Your task: Collect every line in the records below that contains the word "pepper".

[Working data]

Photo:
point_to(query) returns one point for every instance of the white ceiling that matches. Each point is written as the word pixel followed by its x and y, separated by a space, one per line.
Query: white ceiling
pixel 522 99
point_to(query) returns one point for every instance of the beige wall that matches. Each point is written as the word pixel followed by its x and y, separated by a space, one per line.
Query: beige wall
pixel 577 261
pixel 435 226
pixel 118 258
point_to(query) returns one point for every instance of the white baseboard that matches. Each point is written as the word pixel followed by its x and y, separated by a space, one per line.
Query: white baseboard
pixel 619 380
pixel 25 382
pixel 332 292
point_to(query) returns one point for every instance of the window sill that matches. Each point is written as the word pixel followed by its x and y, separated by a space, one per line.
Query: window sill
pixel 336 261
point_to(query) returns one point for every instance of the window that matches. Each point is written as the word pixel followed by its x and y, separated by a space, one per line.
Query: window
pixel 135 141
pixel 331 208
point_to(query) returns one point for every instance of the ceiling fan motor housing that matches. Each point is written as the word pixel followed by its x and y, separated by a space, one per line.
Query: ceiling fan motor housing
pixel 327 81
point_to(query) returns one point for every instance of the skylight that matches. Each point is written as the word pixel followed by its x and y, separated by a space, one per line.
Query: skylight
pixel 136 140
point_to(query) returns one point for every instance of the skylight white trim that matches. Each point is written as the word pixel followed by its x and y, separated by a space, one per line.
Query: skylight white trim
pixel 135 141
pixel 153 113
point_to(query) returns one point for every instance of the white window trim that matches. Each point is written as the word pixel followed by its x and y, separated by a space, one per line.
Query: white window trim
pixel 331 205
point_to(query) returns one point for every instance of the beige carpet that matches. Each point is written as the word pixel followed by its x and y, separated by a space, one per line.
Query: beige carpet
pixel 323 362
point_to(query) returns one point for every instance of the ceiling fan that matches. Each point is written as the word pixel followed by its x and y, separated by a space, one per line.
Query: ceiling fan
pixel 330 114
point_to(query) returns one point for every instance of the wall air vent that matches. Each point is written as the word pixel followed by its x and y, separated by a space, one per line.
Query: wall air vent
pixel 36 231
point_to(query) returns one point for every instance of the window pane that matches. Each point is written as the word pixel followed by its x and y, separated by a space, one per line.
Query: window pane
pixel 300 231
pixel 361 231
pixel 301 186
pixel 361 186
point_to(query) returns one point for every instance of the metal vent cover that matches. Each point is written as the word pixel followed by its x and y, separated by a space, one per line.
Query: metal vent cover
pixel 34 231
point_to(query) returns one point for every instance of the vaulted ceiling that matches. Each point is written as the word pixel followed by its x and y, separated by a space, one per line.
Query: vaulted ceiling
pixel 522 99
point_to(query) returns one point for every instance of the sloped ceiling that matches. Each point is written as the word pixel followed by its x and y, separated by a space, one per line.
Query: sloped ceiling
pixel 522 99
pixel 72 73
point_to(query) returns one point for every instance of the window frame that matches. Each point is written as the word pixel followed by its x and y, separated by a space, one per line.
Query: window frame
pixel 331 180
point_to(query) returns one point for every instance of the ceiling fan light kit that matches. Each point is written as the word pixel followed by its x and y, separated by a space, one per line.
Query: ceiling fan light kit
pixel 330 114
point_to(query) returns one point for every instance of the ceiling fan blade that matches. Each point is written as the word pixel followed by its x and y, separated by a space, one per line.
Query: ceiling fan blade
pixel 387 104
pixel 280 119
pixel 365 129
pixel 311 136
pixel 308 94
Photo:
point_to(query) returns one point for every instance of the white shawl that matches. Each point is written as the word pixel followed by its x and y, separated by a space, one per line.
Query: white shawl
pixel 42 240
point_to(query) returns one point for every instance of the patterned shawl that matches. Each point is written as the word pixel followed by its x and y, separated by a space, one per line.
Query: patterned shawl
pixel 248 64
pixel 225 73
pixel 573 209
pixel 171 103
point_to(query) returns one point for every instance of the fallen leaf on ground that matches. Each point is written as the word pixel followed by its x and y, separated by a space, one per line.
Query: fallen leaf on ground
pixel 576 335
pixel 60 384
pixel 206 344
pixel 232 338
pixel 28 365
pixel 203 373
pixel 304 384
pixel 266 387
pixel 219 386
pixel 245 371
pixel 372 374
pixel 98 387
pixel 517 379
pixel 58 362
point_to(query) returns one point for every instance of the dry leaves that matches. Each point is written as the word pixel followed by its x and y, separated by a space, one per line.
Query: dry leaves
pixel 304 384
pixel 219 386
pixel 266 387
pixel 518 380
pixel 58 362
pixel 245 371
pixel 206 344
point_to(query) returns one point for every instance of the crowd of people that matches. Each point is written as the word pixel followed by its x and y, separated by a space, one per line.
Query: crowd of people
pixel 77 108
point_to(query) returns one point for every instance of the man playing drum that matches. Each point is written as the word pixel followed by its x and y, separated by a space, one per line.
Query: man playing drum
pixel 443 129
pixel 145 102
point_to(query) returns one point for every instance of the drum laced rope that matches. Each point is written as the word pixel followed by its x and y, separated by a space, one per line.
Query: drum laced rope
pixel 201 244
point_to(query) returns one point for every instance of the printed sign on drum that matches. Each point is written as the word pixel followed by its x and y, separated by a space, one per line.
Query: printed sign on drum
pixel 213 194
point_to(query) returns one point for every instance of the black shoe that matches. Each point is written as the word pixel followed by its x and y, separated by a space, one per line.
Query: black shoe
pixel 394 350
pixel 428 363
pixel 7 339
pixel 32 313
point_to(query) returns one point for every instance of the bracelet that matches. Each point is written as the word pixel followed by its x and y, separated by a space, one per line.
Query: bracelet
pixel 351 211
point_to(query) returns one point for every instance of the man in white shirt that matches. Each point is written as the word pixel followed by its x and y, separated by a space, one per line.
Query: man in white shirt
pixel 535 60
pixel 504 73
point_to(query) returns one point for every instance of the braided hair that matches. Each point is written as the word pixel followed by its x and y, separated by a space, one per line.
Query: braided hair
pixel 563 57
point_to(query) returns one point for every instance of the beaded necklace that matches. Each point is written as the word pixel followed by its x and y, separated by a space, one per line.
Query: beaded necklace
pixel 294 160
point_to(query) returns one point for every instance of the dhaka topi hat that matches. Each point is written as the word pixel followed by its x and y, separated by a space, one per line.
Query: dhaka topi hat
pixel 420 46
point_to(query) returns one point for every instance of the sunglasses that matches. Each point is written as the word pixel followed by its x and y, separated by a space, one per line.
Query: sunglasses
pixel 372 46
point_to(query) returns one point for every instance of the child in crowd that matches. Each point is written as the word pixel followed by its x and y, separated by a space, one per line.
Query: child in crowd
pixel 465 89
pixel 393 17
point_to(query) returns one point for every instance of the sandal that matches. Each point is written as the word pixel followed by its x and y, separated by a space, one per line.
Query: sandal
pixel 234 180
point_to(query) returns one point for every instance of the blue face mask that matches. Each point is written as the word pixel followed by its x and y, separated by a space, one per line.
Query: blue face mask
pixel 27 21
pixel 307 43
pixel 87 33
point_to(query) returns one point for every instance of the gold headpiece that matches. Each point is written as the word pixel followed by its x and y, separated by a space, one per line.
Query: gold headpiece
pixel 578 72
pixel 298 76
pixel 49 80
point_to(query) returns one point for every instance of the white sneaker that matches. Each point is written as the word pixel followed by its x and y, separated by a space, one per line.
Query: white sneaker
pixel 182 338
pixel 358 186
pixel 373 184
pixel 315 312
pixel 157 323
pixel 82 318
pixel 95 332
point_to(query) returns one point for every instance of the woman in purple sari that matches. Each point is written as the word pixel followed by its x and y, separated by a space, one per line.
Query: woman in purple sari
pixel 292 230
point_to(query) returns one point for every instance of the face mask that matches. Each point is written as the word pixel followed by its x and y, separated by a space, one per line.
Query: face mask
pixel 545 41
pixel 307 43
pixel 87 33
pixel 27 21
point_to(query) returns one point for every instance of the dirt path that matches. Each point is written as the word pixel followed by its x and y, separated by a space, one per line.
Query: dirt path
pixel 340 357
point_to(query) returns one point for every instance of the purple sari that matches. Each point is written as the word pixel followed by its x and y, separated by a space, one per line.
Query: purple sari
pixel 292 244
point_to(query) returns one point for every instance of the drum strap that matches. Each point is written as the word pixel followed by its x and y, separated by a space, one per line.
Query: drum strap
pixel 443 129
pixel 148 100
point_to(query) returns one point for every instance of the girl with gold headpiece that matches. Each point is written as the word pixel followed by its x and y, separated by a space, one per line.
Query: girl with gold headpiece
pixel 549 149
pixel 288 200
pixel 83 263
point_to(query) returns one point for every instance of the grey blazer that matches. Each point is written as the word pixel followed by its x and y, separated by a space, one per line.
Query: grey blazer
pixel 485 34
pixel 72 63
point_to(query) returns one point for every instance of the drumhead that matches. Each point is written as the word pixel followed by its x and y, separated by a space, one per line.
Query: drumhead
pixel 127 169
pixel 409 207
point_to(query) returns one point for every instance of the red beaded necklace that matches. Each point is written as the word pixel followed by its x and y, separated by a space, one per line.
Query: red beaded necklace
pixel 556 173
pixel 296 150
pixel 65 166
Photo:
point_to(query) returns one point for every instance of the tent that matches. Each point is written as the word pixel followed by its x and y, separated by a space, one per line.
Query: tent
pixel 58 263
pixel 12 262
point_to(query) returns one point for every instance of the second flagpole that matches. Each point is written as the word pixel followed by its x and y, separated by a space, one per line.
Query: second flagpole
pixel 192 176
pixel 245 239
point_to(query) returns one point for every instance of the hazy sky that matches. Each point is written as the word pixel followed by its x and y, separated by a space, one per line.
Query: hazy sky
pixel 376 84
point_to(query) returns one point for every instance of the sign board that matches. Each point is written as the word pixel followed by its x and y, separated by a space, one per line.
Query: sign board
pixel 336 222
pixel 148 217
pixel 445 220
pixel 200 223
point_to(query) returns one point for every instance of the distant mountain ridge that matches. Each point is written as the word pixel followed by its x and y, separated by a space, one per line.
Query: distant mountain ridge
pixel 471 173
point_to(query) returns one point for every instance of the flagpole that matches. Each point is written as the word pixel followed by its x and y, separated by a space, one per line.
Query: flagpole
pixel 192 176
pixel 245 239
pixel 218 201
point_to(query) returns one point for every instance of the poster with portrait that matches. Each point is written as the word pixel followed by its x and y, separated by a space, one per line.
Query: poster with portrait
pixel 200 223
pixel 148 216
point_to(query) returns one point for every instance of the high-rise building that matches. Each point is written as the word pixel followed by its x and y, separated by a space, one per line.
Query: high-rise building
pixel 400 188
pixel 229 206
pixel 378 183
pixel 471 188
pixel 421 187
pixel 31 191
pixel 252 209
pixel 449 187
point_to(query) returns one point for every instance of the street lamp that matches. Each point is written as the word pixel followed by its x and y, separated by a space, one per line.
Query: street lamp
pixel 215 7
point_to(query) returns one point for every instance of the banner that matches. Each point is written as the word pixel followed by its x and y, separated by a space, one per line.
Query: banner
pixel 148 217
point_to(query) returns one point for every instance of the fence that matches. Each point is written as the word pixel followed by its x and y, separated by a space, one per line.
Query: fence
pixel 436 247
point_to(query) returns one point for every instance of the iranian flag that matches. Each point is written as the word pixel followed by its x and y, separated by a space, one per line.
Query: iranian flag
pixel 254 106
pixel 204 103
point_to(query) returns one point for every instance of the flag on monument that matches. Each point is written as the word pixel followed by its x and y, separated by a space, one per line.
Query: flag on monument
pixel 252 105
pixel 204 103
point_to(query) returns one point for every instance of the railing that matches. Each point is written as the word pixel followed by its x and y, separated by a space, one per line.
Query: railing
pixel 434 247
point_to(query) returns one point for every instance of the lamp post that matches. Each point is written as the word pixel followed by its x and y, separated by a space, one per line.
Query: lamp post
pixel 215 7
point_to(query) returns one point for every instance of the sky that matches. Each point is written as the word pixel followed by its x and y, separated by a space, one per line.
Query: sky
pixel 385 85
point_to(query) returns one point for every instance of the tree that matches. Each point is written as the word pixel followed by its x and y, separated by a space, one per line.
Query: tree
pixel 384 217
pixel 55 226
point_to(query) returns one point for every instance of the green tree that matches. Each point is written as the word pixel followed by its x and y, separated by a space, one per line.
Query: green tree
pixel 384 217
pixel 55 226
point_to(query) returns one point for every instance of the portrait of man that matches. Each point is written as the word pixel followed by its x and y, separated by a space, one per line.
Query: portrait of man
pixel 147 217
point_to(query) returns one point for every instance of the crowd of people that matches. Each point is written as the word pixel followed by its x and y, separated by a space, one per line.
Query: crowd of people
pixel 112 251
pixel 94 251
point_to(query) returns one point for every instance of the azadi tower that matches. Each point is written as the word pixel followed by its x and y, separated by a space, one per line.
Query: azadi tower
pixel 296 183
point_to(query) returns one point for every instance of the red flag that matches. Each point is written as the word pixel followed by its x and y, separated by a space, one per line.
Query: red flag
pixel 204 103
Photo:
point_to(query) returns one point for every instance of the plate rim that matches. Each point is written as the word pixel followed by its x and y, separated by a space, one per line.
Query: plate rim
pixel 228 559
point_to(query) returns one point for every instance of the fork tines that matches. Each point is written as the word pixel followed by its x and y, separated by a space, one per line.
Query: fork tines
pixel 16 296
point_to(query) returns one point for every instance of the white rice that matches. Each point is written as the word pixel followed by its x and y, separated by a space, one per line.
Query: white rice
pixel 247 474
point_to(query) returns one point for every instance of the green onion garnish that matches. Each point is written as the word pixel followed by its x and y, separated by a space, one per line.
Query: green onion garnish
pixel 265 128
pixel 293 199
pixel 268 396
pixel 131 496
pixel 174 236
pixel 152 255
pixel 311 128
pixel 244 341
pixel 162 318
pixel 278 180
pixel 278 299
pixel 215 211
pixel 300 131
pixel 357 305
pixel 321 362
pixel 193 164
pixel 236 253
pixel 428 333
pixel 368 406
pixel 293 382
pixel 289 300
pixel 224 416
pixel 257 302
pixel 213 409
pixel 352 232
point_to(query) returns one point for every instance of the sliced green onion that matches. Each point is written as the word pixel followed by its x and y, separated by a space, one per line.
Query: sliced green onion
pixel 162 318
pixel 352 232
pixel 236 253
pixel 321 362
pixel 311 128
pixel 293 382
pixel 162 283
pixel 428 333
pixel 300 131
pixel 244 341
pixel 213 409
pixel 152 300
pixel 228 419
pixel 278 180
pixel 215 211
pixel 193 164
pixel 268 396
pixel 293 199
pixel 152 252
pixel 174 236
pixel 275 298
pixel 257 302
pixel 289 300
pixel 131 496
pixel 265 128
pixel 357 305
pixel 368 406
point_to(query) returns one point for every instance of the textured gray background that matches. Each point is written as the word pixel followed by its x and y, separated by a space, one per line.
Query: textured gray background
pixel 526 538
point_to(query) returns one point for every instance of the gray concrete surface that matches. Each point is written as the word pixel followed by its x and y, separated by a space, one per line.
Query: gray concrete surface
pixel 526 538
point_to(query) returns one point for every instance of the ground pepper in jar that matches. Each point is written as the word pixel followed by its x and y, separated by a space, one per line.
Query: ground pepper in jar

[/Working data]

Output for this exercise:
point_to(query) returns one point for every instance of the ground pepper in jar that matches. Each point is written as the word pixel followed by its x and y, separated by a space, one per line.
Query: ground pepper in jar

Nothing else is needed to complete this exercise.